Spatial localization data:
■ ■ ■ ■
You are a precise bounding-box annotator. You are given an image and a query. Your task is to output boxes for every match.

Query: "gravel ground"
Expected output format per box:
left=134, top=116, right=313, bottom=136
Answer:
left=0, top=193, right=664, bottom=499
■ ■ ■ ■
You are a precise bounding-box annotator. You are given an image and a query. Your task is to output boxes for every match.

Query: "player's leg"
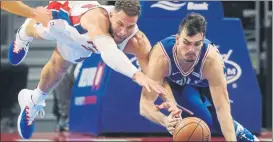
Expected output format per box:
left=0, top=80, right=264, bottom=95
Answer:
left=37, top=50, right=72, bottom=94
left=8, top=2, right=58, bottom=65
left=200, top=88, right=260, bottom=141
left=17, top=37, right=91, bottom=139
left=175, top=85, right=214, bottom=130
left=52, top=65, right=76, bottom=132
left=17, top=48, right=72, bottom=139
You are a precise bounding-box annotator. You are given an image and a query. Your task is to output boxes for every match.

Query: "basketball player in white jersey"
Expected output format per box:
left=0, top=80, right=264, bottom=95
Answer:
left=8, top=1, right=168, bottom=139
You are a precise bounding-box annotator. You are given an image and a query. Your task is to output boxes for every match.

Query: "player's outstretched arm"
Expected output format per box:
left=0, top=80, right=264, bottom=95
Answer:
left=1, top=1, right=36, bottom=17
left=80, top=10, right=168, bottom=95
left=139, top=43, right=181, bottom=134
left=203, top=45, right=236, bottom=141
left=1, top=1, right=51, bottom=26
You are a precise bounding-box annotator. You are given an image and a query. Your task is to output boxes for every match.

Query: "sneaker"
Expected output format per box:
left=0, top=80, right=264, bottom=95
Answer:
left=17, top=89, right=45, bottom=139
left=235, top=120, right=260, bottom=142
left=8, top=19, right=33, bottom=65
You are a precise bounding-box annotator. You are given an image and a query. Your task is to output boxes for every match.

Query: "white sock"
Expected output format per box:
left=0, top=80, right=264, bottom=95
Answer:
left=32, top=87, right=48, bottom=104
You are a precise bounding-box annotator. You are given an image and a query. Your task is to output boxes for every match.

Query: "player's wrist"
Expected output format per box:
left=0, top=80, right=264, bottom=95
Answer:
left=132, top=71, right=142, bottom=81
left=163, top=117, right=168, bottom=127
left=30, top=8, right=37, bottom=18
■ ■ ■ ■
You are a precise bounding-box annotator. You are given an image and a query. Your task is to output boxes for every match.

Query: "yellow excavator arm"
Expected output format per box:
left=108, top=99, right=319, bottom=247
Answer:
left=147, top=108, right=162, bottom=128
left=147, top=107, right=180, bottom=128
■ ■ ■ ■
→ Your assignment:
Each line above with the word "white" needs to be copied.

→ Output for this task:
Query: "basketball player in white jersey"
Query: "white sock"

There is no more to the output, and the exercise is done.